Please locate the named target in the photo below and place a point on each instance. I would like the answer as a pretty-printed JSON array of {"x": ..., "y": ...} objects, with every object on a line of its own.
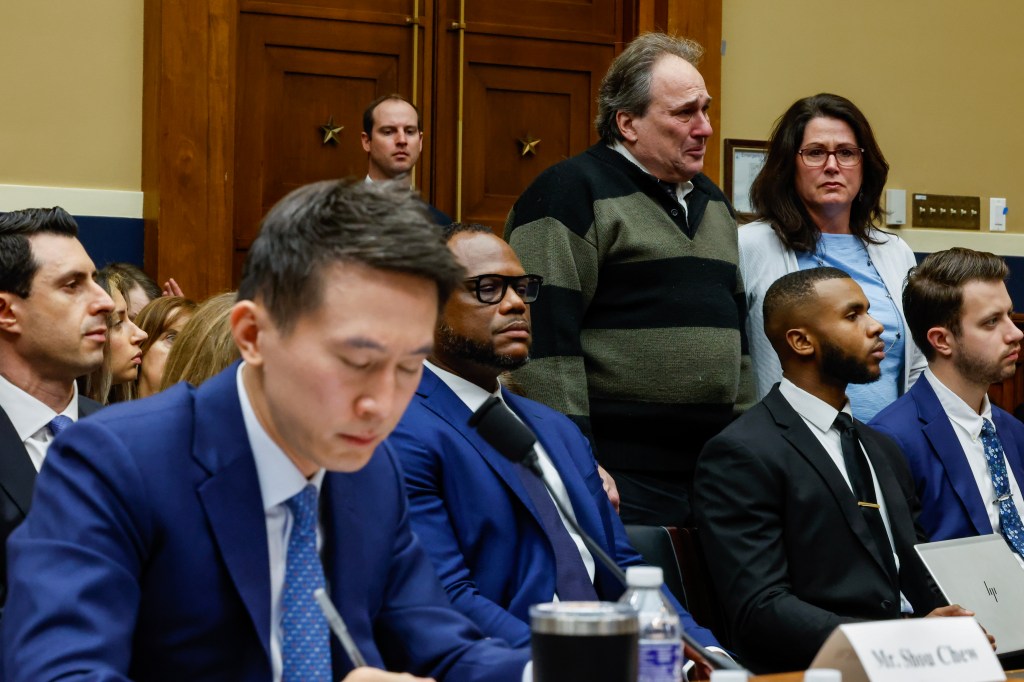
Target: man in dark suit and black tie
[
  {"x": 807, "y": 515},
  {"x": 52, "y": 329}
]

## The task
Quote the material word for word, dropping any images it holds.

## Task response
Please locate the named target in the photo below and place a point on each instance. I would like the answer as a pretty-printed JSON array of {"x": ..., "y": ...} objects, with every object on a line of its own.
Target: man in dark suit and black tie
[
  {"x": 807, "y": 515},
  {"x": 52, "y": 329}
]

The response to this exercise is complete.